─── Material for this task

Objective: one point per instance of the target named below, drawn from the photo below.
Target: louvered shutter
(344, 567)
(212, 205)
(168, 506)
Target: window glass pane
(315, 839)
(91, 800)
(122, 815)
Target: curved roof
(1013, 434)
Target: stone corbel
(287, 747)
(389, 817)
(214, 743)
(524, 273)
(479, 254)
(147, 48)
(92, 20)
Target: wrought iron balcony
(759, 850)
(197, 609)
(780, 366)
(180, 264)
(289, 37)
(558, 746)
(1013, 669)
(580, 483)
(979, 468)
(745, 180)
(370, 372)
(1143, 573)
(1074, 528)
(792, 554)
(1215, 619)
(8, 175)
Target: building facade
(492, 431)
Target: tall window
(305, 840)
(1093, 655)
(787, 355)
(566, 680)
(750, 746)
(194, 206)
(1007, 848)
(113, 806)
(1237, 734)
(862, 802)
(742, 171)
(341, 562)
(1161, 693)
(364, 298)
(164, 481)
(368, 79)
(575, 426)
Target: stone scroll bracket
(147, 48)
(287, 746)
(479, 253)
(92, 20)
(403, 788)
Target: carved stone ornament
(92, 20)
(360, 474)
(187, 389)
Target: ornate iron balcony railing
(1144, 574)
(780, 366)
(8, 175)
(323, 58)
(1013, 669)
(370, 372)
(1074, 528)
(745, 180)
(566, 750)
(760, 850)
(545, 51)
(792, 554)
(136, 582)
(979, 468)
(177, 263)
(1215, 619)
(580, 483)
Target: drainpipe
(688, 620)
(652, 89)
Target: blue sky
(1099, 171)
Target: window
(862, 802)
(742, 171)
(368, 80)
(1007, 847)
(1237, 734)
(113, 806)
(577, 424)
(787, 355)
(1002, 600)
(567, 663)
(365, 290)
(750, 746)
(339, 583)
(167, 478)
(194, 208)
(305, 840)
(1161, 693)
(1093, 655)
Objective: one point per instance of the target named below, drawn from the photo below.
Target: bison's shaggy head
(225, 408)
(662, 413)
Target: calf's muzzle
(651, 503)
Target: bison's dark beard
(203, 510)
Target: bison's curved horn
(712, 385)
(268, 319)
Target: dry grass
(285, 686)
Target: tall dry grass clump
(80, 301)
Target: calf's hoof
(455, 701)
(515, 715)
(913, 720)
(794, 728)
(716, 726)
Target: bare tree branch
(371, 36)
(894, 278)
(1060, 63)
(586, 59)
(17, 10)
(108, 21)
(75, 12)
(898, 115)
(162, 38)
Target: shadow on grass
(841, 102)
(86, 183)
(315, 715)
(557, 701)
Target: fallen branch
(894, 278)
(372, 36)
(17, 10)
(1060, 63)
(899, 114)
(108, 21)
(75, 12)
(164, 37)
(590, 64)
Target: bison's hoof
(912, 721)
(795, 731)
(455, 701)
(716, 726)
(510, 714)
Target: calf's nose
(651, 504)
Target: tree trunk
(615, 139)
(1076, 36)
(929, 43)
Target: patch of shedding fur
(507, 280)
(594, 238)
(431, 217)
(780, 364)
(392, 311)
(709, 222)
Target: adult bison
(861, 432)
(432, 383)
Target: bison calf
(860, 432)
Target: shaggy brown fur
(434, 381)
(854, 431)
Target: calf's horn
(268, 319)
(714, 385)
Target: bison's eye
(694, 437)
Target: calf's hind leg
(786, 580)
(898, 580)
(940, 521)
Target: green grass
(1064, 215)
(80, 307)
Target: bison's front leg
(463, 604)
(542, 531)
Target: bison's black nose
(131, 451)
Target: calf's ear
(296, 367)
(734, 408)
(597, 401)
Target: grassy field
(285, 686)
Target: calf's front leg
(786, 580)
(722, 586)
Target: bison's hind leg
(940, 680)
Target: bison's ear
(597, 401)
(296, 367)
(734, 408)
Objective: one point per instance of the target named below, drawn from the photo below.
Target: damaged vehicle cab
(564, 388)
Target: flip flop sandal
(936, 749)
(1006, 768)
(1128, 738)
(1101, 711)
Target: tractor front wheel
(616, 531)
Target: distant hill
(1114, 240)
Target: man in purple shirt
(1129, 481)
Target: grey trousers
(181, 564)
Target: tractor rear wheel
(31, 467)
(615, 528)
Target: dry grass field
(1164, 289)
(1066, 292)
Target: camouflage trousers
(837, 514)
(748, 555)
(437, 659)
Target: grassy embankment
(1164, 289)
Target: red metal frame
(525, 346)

──────

Copy out each record from above, exactly.

Objective: one point per instance of the target named below, drawn from the photo below.
Target: louvered shutter
(344, 567)
(212, 205)
(168, 506)
Target: window glass pane
(315, 839)
(91, 800)
(122, 815)
Target: curved roof
(1013, 434)
Target: stone corbel
(287, 747)
(389, 817)
(214, 743)
(524, 273)
(479, 254)
(147, 48)
(92, 20)
Target: wrought iron balcony
(759, 850)
(197, 609)
(780, 366)
(180, 264)
(289, 37)
(558, 746)
(1013, 669)
(580, 483)
(979, 468)
(745, 180)
(370, 372)
(1143, 573)
(1074, 528)
(792, 554)
(1215, 619)
(8, 175)
Target: building facade
(492, 431)
Target: tall window
(305, 840)
(1093, 655)
(787, 355)
(566, 680)
(750, 746)
(194, 206)
(1007, 848)
(113, 806)
(1237, 734)
(862, 802)
(742, 171)
(341, 562)
(1161, 693)
(364, 298)
(164, 481)
(368, 79)
(575, 426)
Target: stone scroll bracket
(147, 48)
(287, 746)
(479, 253)
(92, 20)
(403, 788)
Target: carved stone ornament
(92, 20)
(360, 474)
(187, 389)
Target: ornate iron balcony railing
(1144, 574)
(780, 366)
(8, 175)
(323, 58)
(1013, 669)
(370, 372)
(1074, 528)
(745, 180)
(566, 750)
(760, 850)
(545, 51)
(792, 554)
(136, 582)
(979, 468)
(177, 263)
(1215, 619)
(580, 483)
Target: drainpipe
(688, 620)
(652, 89)
Target: blue sky
(1099, 171)
Target: window
(862, 802)
(742, 171)
(368, 80)
(1007, 847)
(1237, 734)
(113, 806)
(577, 424)
(787, 355)
(1002, 600)
(567, 663)
(365, 290)
(750, 746)
(339, 583)
(167, 478)
(194, 208)
(305, 840)
(1161, 693)
(1093, 655)
Objective: one point per instance of the target named below, drawn from the photo below.
Target: bison's shaggy head
(225, 408)
(662, 413)
Target: calf's muzzle
(651, 503)
Target: bison's dark beard
(203, 510)
Target: bison's curved horn
(712, 385)
(268, 319)
Target: dry grass
(285, 686)
Target: tall dry grass clump
(80, 301)
Target: calf's hoof
(455, 701)
(515, 715)
(913, 720)
(794, 728)
(716, 726)
Target: bare tree branch
(371, 36)
(894, 278)
(1060, 63)
(586, 59)
(17, 10)
(108, 21)
(75, 12)
(898, 115)
(162, 38)
Target: shadow on grass
(841, 102)
(86, 183)
(315, 715)
(557, 701)
Target: fallen branch
(894, 278)
(372, 36)
(17, 10)
(1060, 63)
(899, 114)
(108, 21)
(75, 12)
(164, 37)
(590, 64)
Target: bison's hoof
(912, 721)
(795, 731)
(455, 701)
(716, 726)
(510, 714)
Target: calf's nose
(651, 504)
Target: tree trunk
(615, 139)
(1076, 36)
(929, 43)
Target: patch of shedding fur
(507, 280)
(594, 238)
(431, 217)
(780, 364)
(392, 311)
(709, 222)
Target: adult bison
(861, 432)
(432, 383)
Target: bison calf
(860, 432)
Target: shaggy brown fur
(434, 381)
(854, 431)
Target: calf's horn
(268, 319)
(714, 385)
Target: bison's eye
(694, 437)
Target: calf's hind leg
(786, 580)
(898, 580)
(940, 521)
Target: green grass
(1064, 215)
(80, 307)
Target: bison's front leg
(463, 604)
(542, 531)
Target: bison's black nose
(131, 451)
Target: calf's ear
(296, 367)
(734, 408)
(597, 401)
Target: grassy field
(285, 686)
Target: calf's front leg
(786, 580)
(722, 586)
Target: bison's hind leg
(940, 680)
Target: bison's ear
(597, 401)
(296, 367)
(734, 408)
Objective: one point per instance of the target named below, drawn from the photo below.
Target: damaged vehicle cab
(564, 388)
Target: flip flop sandal
(936, 749)
(1006, 768)
(1128, 738)
(1101, 711)
Target: tractor front wheel
(616, 531)
Target: distant hill
(1114, 240)
Target: man in purple shirt
(1129, 481)
Target: grey trousers
(181, 564)
Target: tractor rear wheel
(31, 467)
(615, 528)
Target: dry grass field
(1164, 289)
(1066, 292)
Target: camouflage trousers
(837, 514)
(748, 555)
(437, 659)
Target: grassy embankment
(1164, 289)
Target: red metal frame
(525, 346)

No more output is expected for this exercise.